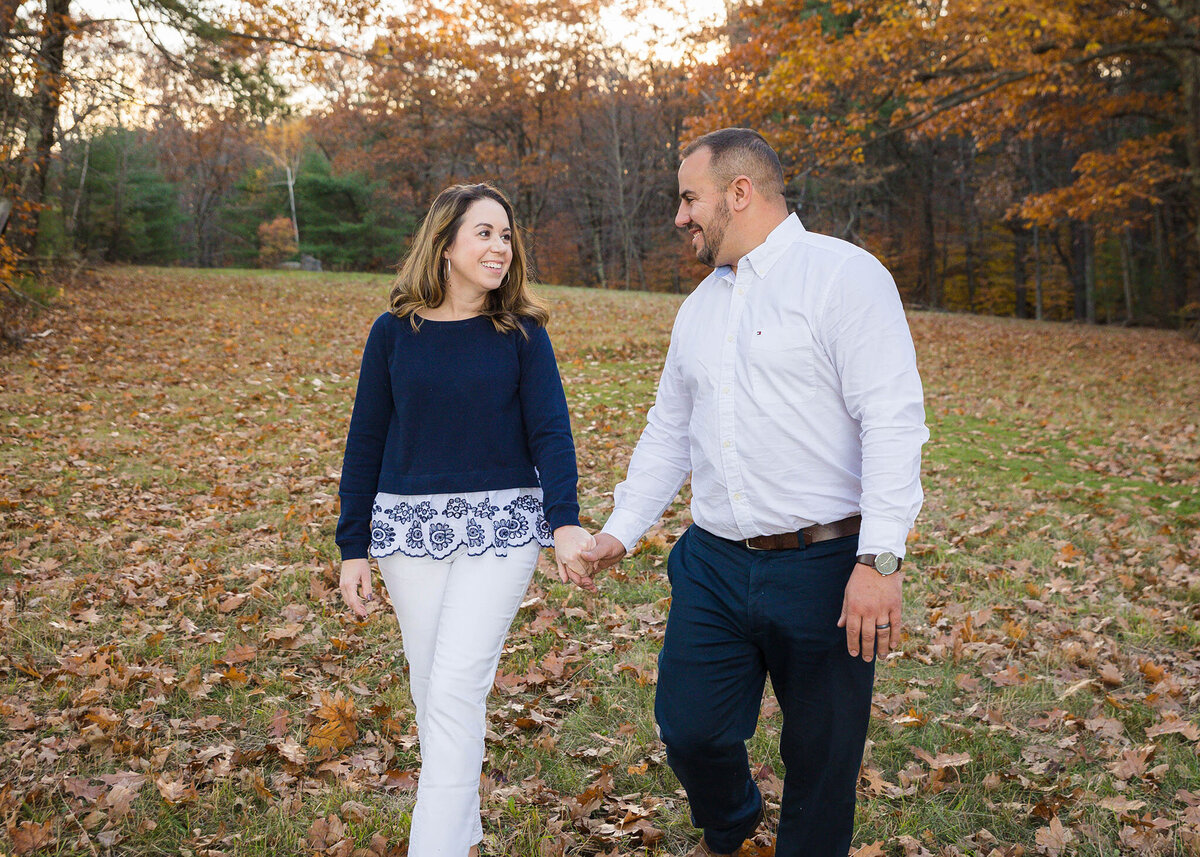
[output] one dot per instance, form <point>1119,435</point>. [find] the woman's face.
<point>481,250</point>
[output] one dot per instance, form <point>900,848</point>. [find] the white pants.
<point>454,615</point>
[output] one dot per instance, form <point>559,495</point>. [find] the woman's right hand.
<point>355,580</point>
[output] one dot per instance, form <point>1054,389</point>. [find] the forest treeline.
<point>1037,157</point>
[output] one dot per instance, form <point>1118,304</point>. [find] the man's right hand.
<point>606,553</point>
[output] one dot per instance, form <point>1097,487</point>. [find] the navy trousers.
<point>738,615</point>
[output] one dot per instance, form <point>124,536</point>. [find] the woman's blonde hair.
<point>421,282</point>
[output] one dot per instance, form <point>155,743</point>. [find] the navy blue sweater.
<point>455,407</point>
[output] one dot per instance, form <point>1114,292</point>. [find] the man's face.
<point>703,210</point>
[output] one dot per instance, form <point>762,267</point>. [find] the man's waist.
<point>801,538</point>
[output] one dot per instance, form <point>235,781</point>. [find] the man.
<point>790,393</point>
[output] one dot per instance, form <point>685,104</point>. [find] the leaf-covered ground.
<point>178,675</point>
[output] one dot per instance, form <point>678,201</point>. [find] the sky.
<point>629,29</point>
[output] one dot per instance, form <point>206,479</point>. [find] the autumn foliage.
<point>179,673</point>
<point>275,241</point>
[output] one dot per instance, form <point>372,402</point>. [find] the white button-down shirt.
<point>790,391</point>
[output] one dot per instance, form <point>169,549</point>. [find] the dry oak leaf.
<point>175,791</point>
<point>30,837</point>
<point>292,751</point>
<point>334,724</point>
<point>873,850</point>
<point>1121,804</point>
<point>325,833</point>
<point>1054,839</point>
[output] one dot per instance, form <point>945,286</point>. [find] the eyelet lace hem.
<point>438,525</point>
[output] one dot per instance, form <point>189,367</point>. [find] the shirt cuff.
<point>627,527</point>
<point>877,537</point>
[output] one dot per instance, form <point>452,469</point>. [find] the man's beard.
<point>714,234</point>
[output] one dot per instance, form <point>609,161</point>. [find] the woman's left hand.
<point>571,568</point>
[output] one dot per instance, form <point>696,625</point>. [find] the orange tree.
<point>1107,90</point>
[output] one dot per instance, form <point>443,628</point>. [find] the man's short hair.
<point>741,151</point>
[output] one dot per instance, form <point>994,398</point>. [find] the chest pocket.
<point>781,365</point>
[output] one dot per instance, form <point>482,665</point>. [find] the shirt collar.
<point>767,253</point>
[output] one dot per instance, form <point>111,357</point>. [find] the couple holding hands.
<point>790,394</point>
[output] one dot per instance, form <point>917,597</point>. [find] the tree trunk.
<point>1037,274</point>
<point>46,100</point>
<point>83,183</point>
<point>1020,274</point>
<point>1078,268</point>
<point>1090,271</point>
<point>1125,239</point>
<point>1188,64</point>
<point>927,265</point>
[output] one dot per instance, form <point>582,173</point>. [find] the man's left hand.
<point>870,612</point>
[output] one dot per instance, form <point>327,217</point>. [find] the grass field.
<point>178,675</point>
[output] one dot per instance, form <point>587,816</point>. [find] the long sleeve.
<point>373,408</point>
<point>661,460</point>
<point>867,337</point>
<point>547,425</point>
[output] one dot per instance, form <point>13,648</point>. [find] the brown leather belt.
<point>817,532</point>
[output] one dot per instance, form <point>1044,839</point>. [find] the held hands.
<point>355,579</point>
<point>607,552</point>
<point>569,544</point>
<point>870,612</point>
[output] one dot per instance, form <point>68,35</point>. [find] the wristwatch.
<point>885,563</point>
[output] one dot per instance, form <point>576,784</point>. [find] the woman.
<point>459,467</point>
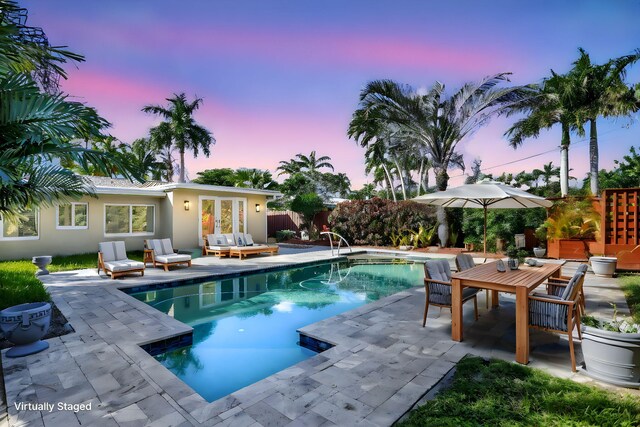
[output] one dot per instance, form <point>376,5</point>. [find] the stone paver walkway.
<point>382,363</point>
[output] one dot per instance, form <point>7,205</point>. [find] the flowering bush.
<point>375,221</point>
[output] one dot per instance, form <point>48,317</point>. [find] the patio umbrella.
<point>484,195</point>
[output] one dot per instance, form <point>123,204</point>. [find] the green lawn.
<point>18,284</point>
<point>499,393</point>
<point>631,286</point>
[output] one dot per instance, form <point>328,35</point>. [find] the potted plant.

● **ACTIVITY**: Can you restate all the records above word for word while dropping the pictures?

● **RESPONSE TO THIS TASK**:
[output] one dot per instance, form <point>1119,435</point>. [find] the woman's face.
<point>481,250</point>
[output] one dot per instance, form <point>900,848</point>. [find] the white pants.
<point>454,615</point>
[output] one dot per instance, form <point>559,495</point>. [find] the woman's right hand.
<point>355,580</point>
[output] one dot per instance, form <point>1054,389</point>. [find] the forest treeline.
<point>1037,157</point>
[output] one dot per instance, form <point>1118,304</point>. [find] the man's right hand.
<point>606,553</point>
[output] one dot per instance, form <point>1097,487</point>. [find] the navy trousers.
<point>738,615</point>
[output] one dot per instance, form <point>124,536</point>. [find] the woman's blonde hair.
<point>421,282</point>
[output] one dot per instance, form <point>155,743</point>. [find] the navy blue sweater.
<point>455,407</point>
[output] one dot per instance, form <point>1114,292</point>. [find] the man's face.
<point>703,210</point>
[output] one dot per instance, form <point>762,267</point>. [find] the man's waist.
<point>801,538</point>
[output] one dot per instance, form <point>235,781</point>. [find] the man.
<point>790,393</point>
[output] one dot per instance, form <point>685,104</point>. [find] the leaf-covered ground.
<point>178,675</point>
[output] one dot per instance, form <point>678,201</point>. [find] the sky.
<point>629,29</point>
[output] one dot per instance, form <point>206,479</point>. [find] the autumn foliage.
<point>179,673</point>
<point>275,241</point>
[output] one dot per instance, form <point>372,402</point>. [find] the white button-down shirt.
<point>790,391</point>
[output] one dot per instance, form <point>169,549</point>. [find] the dry oak leaf.
<point>175,791</point>
<point>30,837</point>
<point>292,751</point>
<point>334,724</point>
<point>873,850</point>
<point>1121,804</point>
<point>325,833</point>
<point>1054,839</point>
[output] one dot per instance, form <point>945,286</point>. [find] the eyelet lace hem.
<point>438,525</point>
[output] one dot per instance, form <point>189,367</point>. [find] the shirt cuff.
<point>627,527</point>
<point>877,537</point>
[output] one dot per instance, form <point>452,469</point>. [find] the man's beard.
<point>714,234</point>
[output] one dot per instance, form <point>609,161</point>. [find] the woman's left hand.
<point>571,568</point>
[output] one dot per instance, form <point>696,625</point>. [find] the orange tree.
<point>1107,90</point>
[output] one dot per instance, form <point>443,628</point>. [find] the man's short hair.
<point>741,151</point>
[output] one dot per instance, form <point>994,398</point>. [find] the chest pocket.
<point>781,365</point>
[output] one dot per instance, form <point>482,665</point>. [find] the shirt collar.
<point>767,253</point>
[output] one dot per instance, form <point>111,357</point>. [find] the couple holding hands.
<point>790,394</point>
[output] one dot per instance, form <point>917,597</point>. [find] the tree trunk.
<point>1037,274</point>
<point>46,100</point>
<point>83,183</point>
<point>1020,274</point>
<point>1078,268</point>
<point>1090,271</point>
<point>1125,239</point>
<point>1188,64</point>
<point>927,265</point>
[output] one dot per instance, form <point>582,173</point>. [find] the man's left hand.
<point>870,612</point>
[output] one dot per instance, form <point>327,217</point>. [find] the grass field.
<point>178,675</point>
[output] one dot per instance, form <point>587,816</point>. [find] the long sleeve.
<point>373,408</point>
<point>661,460</point>
<point>867,337</point>
<point>547,425</point>
[output] one dot per instance, form <point>13,648</point>. [find] the brown leather belt.
<point>817,532</point>
[output] one dot per instance, form <point>1044,839</point>. [find] the held hands.
<point>355,579</point>
<point>607,552</point>
<point>569,544</point>
<point>870,612</point>
[output] one dot per instance, form <point>68,35</point>. [find] the wristwatch.
<point>885,563</point>
[output] one dot per instance, form <point>576,784</point>. [find] the woman.
<point>459,467</point>
[output] one dot per instance, form <point>376,5</point>. [find] the stone paver walkway.
<point>382,363</point>
[output] one dot per instance, form <point>7,205</point>. [find] the flowering bush.
<point>375,221</point>
[output] one dot per instance, form <point>48,317</point>. [find] the patio umbrella.
<point>484,195</point>
[output] one dot per instance, form <point>123,204</point>. [find] the green lawn.
<point>18,284</point>
<point>499,393</point>
<point>631,286</point>
[output] one dot per instance, form <point>328,35</point>. [find] the potted plant.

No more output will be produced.